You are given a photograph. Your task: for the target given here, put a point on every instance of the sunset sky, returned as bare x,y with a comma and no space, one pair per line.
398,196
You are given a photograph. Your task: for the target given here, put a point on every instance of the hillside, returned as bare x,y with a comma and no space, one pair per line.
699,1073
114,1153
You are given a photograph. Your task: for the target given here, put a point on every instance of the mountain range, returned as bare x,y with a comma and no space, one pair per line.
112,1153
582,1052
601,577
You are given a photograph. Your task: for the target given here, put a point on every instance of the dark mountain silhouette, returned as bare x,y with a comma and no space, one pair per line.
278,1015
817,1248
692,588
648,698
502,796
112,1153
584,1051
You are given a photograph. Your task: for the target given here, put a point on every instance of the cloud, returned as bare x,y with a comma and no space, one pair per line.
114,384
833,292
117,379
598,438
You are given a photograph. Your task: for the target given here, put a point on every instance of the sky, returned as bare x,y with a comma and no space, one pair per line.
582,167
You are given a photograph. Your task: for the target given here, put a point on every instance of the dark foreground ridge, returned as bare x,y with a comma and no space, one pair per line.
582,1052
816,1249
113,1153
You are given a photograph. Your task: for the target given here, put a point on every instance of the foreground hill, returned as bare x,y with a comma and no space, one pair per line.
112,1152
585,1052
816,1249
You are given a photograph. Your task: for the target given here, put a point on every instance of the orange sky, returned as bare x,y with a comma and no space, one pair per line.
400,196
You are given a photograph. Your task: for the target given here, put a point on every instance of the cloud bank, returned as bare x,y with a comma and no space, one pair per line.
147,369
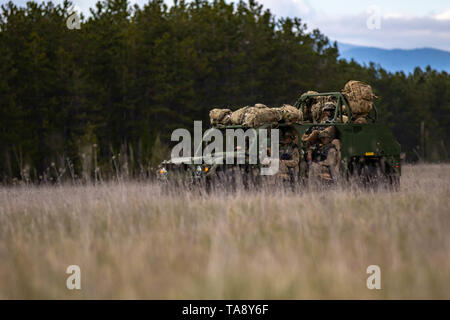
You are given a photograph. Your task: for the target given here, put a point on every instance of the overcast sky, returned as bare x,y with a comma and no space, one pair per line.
403,24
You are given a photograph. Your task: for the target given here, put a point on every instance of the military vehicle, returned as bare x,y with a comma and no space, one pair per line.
369,152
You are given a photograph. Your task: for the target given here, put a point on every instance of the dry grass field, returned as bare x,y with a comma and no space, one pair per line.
133,240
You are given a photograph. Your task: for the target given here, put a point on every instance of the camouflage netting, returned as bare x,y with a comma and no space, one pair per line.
314,106
237,117
220,117
360,97
290,114
257,115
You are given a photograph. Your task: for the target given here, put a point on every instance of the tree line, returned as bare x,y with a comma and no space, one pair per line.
101,100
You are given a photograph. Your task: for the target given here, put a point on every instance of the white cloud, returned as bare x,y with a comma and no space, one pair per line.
+---+
[Your instructions] Rewrite all of the material above, substituting "image" for every "photograph" and changing nothing else. Leave the pictures out.

[Finished task]
You are given a image. Your task: for the target given here, put a point on every instance of the sunset sky, returned as bare x,y with a comma and no space, one pair per line.
398,196
You are given a image. Your task: for the target given here, put a point on every instance of the hillside, returned as bare x,y with a comma and no space, one pair per line.
699,1073
114,1153
You are given a image. Your task: for the target given here, put a point on every instance of the mountain range, returned as bare x,y with a comma and no space, one pair per line.
112,1153
582,1052
601,577
You are given a image. Your task: for the target given here, put a point on every instance of the dark mountain silhouette, returned as bare x,y with a comma and no space, one pair per line.
278,1015
817,1248
692,588
648,698
502,796
112,1153
584,1051
You are given a image. Your task: for the target given here, put a point on every instance of the cloud, returned as bare x,y with a comma and no space, one pair per line.
114,384
833,292
117,379
598,438
You are given a image. Your task: for the target given here, put a point on every instance of the sky, returned as bare x,y with a comma and no space, one pair per line.
582,167
You are given a image. Your task: for the target given here, put a point on every instance of the dark foreground ridge, returned as bare x,y with a comma and no space, one pair per line.
582,1052
816,1249
113,1153
You are given a image. Your task: for the target given here, put a point on every instance of the foreground hill, returned as bare x,y with a comma and no space, one pair per line.
112,1152
585,1052
816,1249
You are given a image. Your task: for the target given here, put a point on every instance of the orange sky, returned as bare x,y with a comma and no space, one pair per line.
400,196
You are given a image. Your task: for the target given here, put a point on every instance of the cloud bank, returned as bare x,y with a comma and no space, one pair per line.
147,369
You are given a image. Your task: for the target given here, put a point on every instance of the overcast sky, returned as bare x,y with a comma and no space, one pair per line.
403,24
You are given a image. Your task: for the target given here, put a point on every instance of the military vehicle, returned as bare x,y with a comma and no space, one pair per line.
369,152
You are given a image. Your task: for the target given here, put a point on every instance of the dry grass field, returned as bare x,y with a comma and no space, one pair per line.
133,240
You are given a image. Your task: for the target given here, put a point on every instance of the camouflage netting, returned as bare x,y with a comma and no space, one pair per line.
314,106
237,117
220,117
360,97
290,114
257,115
You are given a image. Your task: for the target given here, put a point on every instance of the tree line, returned as bare x,y with a comma and no space, one pair per line.
101,100
You are given a image. Your task: for the target given here, put a point on every instance of the white cloud, returned as bare x,y with a comma and no space, one pair per line.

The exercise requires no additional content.